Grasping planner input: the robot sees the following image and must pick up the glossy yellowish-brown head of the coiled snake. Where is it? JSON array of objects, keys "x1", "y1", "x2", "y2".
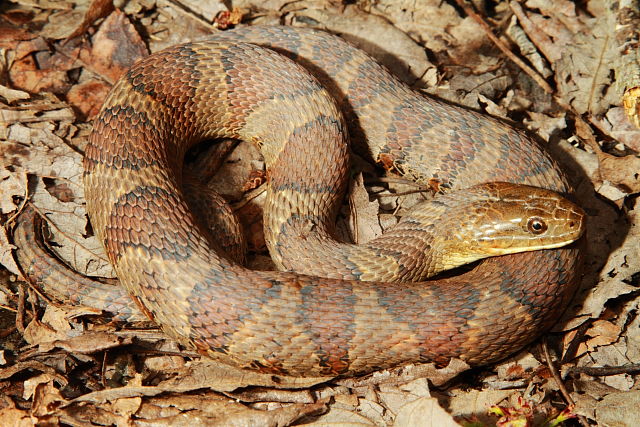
[{"x1": 441, "y1": 182, "x2": 586, "y2": 268}]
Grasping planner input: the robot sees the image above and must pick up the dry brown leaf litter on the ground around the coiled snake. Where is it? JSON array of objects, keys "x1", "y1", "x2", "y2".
[{"x1": 0, "y1": 0, "x2": 640, "y2": 426}]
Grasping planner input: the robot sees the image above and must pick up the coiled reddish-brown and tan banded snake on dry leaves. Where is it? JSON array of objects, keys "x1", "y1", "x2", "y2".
[{"x1": 16, "y1": 26, "x2": 585, "y2": 376}]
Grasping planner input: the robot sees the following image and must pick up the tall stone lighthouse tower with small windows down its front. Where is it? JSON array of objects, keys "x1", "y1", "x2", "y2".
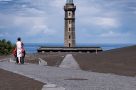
[{"x1": 64, "y1": 0, "x2": 76, "y2": 47}]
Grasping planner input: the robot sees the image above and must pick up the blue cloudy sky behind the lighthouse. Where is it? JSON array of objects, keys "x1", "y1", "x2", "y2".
[{"x1": 0, "y1": 0, "x2": 136, "y2": 44}]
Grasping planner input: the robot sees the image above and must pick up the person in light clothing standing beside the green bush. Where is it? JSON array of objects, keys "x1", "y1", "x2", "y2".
[{"x1": 16, "y1": 37, "x2": 23, "y2": 64}]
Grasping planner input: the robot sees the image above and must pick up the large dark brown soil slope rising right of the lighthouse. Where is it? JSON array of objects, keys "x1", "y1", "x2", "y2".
[{"x1": 73, "y1": 46, "x2": 136, "y2": 76}]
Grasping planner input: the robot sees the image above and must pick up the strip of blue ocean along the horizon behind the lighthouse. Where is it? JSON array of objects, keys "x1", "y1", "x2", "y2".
[{"x1": 24, "y1": 43, "x2": 134, "y2": 54}]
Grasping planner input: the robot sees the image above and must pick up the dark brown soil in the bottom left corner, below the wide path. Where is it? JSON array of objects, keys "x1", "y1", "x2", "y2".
[{"x1": 0, "y1": 69, "x2": 44, "y2": 90}]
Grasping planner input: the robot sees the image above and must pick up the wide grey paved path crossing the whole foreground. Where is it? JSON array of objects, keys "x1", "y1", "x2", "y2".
[{"x1": 0, "y1": 62, "x2": 136, "y2": 90}]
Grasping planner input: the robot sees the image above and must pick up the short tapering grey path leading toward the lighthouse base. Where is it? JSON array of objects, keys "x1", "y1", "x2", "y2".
[{"x1": 59, "y1": 54, "x2": 80, "y2": 69}]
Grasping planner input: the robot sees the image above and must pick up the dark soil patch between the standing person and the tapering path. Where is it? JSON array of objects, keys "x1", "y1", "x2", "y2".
[{"x1": 25, "y1": 52, "x2": 67, "y2": 66}]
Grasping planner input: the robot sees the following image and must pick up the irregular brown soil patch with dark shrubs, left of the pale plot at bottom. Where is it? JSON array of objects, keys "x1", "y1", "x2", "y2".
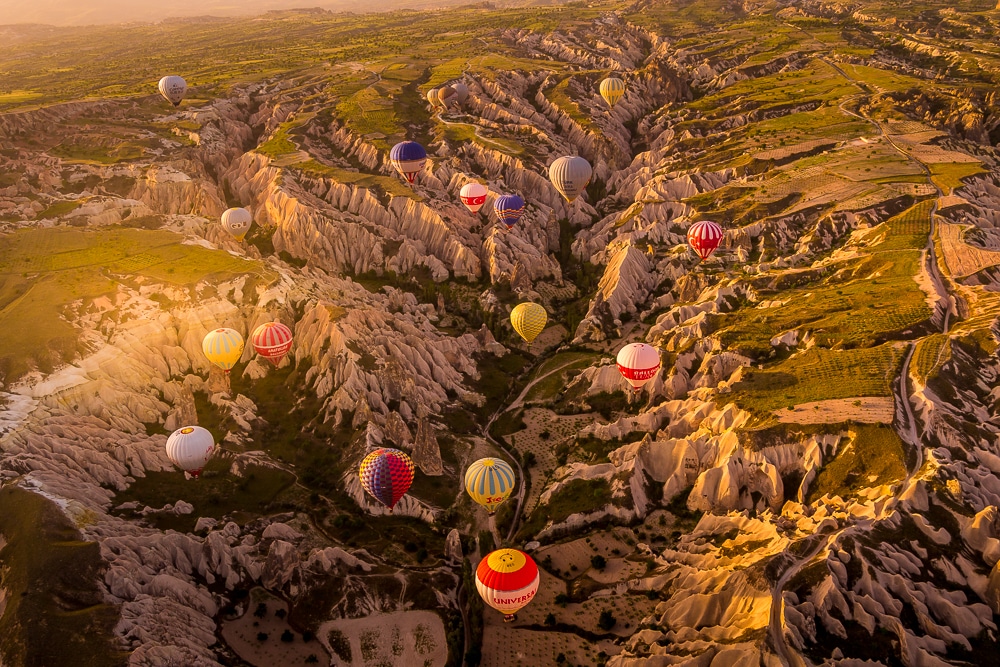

**Activity**
Repeat every line above precisely; pictures do not belong in the copy.

**Result of this task**
Grasping planner input: the robot sees the following image and must pick up the glossy yellowish-brown head of the coiled snake. Where is it? JSON array of objects, keys "x1", "y1", "x2", "y2".
[{"x1": 441, "y1": 182, "x2": 586, "y2": 268}]
Grasping planner input: the robot sees the image above and must pick up the dry brown leaf litter on the ground around the coiled snake. Where is it? JSON array of objects, keys "x1", "y1", "x2", "y2".
[{"x1": 0, "y1": 0, "x2": 640, "y2": 426}]
Grasping planner input: the robot sees the image above and must pick up the coiled reddish-brown and tan banded snake on dry leaves. Where is it? JSON array of objects, keys "x1", "y1", "x2", "y2".
[{"x1": 16, "y1": 26, "x2": 585, "y2": 376}]
Grasping planner input: the robot sees the following image and must pick up the tall stone lighthouse tower with small windows down its front. Where is it? JSON array of objects, keys "x1", "y1", "x2", "y2".
[{"x1": 64, "y1": 0, "x2": 76, "y2": 47}]
Grasping planner input: the robot sees the image above and must pick up the blue cloudy sky behind the lighthouse. Where is it? JSON array of objects, keys "x1", "y1", "x2", "y2".
[{"x1": 0, "y1": 0, "x2": 136, "y2": 44}]
Grasping planner input: the robot sees the image above and must pick up the person in light clothing standing beside the green bush. Where is it? JSON array of objects, keys "x1", "y1", "x2", "y2".
[{"x1": 16, "y1": 37, "x2": 23, "y2": 64}]
Grasping planner input: the robot sees the image above and must pick up the large dark brown soil slope rising right of the lighthouse. Where is it? JSON array of objects, keys "x1", "y1", "x2", "y2".
[{"x1": 73, "y1": 46, "x2": 136, "y2": 76}]
Grasping planner input: the robot sees the image above and must pick up the strip of blue ocean along the horizon behind the lighthouse. Where is it? JSON array of objects, keys "x1", "y1", "x2", "y2".
[{"x1": 24, "y1": 43, "x2": 134, "y2": 54}]
Grasping planner input: the robot sees the image above and must pick up the dark brown soil in the bottom left corner, below the wide path. Where is it? JSON array of objects, keys "x1", "y1", "x2", "y2".
[{"x1": 0, "y1": 69, "x2": 44, "y2": 90}]
Grasping planner input: the robot sees the image above and must pick up the wide grey paved path crossing the whole foreground. Where is it? JSON array of objects, keys "x1", "y1", "x2", "y2".
[{"x1": 0, "y1": 62, "x2": 136, "y2": 90}]
Grasping planner input: the robot sees the image above and must pick up the short tapering grey path leading toward the lighthouse base. Where is it? JSON array of objects, keys "x1", "y1", "x2", "y2".
[{"x1": 59, "y1": 54, "x2": 80, "y2": 69}]
Grasping planner input: the robot sees the image above and must pick up the dark soil patch between the standing person and the tapering path. Where is it? JSON array of objects, keys "x1", "y1", "x2", "y2".
[{"x1": 25, "y1": 52, "x2": 67, "y2": 66}]
Grasping planner input: the robot sees the following image and must pick up the irregular brown soil patch with dark shrubs, left of the pale plot at bottom. Where is it? JSON array of objects, keys "x1", "y1", "x2", "y2".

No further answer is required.